§ The exercise: Reproduce every line of the data below, from the line with "In the photo above, where can the cherry tomato on" up to and including the final line, shifting each coordinate in the answers by adding 88 to it. Leave all other lines unchanged.

§ Material provided:
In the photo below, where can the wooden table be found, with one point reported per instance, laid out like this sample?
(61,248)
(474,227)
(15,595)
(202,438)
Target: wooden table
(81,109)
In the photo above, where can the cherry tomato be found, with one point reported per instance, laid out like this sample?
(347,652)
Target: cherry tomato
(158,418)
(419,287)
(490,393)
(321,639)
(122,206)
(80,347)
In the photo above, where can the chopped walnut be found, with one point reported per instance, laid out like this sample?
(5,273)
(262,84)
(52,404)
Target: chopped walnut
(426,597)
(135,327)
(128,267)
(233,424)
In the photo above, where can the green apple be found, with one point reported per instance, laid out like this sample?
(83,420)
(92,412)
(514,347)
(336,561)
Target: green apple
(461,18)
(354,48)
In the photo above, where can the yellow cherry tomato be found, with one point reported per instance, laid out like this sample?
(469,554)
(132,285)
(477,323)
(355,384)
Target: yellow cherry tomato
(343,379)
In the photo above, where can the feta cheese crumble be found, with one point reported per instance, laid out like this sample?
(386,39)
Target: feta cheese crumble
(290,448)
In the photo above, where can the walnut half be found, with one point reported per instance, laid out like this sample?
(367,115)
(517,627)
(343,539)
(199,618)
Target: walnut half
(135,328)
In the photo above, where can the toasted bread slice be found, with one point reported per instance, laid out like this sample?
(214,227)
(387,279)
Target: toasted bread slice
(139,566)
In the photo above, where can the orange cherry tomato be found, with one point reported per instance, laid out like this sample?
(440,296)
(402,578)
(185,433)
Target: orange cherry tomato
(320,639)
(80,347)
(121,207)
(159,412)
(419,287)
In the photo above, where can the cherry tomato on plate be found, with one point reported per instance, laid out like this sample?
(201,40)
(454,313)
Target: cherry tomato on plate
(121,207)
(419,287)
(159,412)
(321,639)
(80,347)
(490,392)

§ Final answer:
In the photo above, where can the cherry tomato on plate be found, with one point reported per instance, laid out like this sample?
(201,40)
(454,313)
Target: cherry tomato on plate
(209,295)
(507,375)
(247,500)
(409,727)
(168,435)
(578,480)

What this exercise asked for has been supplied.